[start]

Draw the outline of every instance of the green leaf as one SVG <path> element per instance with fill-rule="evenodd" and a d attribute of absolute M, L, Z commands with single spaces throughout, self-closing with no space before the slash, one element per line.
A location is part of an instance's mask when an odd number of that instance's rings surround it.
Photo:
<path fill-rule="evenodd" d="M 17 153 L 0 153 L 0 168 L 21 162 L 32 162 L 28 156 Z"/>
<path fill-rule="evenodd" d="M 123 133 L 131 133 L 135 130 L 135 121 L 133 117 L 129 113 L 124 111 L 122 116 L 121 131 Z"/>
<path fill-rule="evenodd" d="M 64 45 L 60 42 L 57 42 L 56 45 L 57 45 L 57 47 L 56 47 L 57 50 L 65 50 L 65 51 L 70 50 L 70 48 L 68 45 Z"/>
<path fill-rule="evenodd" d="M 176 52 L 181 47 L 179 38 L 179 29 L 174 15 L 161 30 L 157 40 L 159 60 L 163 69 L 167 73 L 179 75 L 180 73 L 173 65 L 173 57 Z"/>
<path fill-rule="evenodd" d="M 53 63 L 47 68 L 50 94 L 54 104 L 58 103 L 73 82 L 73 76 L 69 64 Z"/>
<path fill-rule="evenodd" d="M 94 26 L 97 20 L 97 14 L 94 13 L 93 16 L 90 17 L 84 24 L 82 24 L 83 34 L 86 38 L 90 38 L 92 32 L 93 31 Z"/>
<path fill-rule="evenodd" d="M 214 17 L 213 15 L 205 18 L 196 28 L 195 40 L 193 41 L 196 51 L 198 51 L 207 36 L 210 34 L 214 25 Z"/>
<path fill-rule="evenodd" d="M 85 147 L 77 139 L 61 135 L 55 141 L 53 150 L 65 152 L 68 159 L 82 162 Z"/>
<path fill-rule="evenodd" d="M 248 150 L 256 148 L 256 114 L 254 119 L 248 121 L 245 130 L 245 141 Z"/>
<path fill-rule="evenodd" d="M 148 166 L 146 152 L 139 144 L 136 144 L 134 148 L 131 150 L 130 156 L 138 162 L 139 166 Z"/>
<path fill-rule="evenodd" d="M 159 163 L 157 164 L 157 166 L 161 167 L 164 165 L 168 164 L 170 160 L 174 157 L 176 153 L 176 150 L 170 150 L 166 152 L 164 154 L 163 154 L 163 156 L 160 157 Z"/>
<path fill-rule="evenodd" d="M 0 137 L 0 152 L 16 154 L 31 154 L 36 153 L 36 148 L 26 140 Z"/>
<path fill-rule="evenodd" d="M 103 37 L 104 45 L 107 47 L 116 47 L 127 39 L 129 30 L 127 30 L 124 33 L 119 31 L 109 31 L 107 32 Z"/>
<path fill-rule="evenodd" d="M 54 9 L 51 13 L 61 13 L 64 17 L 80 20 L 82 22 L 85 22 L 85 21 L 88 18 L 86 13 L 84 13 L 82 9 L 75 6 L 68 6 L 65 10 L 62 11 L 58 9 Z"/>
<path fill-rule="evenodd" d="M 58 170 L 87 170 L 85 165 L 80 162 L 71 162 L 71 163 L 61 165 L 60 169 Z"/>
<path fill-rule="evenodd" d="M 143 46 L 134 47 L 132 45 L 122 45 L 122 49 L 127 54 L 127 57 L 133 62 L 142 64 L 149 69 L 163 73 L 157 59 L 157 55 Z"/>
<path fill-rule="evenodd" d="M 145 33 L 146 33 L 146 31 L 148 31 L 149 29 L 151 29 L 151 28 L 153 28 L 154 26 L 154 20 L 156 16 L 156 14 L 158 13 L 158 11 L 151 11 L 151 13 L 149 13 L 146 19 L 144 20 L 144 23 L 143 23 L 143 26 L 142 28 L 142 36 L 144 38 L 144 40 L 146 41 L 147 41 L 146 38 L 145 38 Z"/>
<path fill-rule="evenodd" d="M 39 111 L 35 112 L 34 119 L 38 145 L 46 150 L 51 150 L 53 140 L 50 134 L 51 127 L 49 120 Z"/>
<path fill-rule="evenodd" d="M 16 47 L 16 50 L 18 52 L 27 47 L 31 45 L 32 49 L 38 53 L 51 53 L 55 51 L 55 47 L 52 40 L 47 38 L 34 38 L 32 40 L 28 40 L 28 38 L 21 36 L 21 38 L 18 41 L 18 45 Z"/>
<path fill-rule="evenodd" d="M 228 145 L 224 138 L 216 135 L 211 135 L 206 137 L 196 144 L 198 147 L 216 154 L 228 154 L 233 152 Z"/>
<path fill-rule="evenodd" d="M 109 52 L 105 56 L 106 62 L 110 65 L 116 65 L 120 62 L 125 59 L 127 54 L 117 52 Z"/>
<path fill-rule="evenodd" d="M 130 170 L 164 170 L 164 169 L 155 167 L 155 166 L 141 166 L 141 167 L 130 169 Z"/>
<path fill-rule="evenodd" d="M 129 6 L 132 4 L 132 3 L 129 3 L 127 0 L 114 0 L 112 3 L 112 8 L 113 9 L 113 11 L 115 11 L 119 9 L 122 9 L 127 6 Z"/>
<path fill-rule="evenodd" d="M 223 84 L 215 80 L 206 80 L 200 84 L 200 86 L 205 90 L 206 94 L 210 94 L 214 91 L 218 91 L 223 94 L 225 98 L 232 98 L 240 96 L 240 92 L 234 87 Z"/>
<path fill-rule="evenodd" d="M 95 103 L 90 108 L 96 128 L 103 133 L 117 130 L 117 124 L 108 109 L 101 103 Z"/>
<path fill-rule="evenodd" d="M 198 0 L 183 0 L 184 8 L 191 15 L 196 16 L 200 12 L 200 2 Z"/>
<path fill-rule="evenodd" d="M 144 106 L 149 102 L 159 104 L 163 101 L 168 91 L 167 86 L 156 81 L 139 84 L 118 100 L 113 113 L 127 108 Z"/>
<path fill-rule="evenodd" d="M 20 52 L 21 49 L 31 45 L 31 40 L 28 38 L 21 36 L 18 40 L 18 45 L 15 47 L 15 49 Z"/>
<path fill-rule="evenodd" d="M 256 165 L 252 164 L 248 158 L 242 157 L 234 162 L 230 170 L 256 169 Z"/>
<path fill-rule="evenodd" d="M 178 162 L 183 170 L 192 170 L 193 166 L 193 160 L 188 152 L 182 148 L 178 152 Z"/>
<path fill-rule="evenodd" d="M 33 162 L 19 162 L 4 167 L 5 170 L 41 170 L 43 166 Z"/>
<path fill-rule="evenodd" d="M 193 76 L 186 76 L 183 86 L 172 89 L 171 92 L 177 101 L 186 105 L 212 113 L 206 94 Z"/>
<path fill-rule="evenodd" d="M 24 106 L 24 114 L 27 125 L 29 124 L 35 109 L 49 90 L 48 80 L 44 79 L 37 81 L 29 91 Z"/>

[end]

DESCRIPTION OF THE TASK - Copy the data verbatim, from its first line up to and including the line that contains "214 17 L 213".

RESPONSE TO THE TASK -
Draw the outline of every instance of the green leaf as one SVG <path> element per instance with fill-rule="evenodd" and a d attribute of absolute M, L, Z commands with single spaces throughout, self-closing with no space before the slash, one element per line.
A location is part of an instance's mask when an odd number of that instance's rings surround it.
Photo:
<path fill-rule="evenodd" d="M 17 153 L 0 153 L 0 168 L 21 162 L 32 162 L 28 156 Z"/>
<path fill-rule="evenodd" d="M 123 133 L 131 133 L 135 130 L 135 121 L 133 117 L 129 113 L 124 111 L 122 116 L 121 131 Z"/>
<path fill-rule="evenodd" d="M 64 45 L 60 42 L 57 42 L 56 45 L 57 45 L 57 47 L 56 47 L 57 50 L 65 50 L 65 51 L 70 50 L 70 48 L 68 45 Z"/>
<path fill-rule="evenodd" d="M 176 52 L 181 47 L 179 38 L 179 29 L 174 15 L 161 30 L 157 40 L 159 60 L 163 69 L 167 73 L 179 75 L 180 73 L 173 65 L 173 57 Z"/>
<path fill-rule="evenodd" d="M 53 63 L 47 68 L 50 94 L 54 104 L 58 103 L 73 82 L 73 76 L 69 64 Z"/>
<path fill-rule="evenodd" d="M 94 26 L 97 20 L 97 14 L 94 13 L 93 16 L 90 17 L 84 24 L 82 24 L 83 34 L 86 38 L 90 38 L 92 32 L 93 31 Z"/>
<path fill-rule="evenodd" d="M 214 17 L 213 15 L 205 18 L 196 28 L 195 40 L 193 41 L 196 51 L 198 51 L 207 36 L 210 34 L 214 25 Z"/>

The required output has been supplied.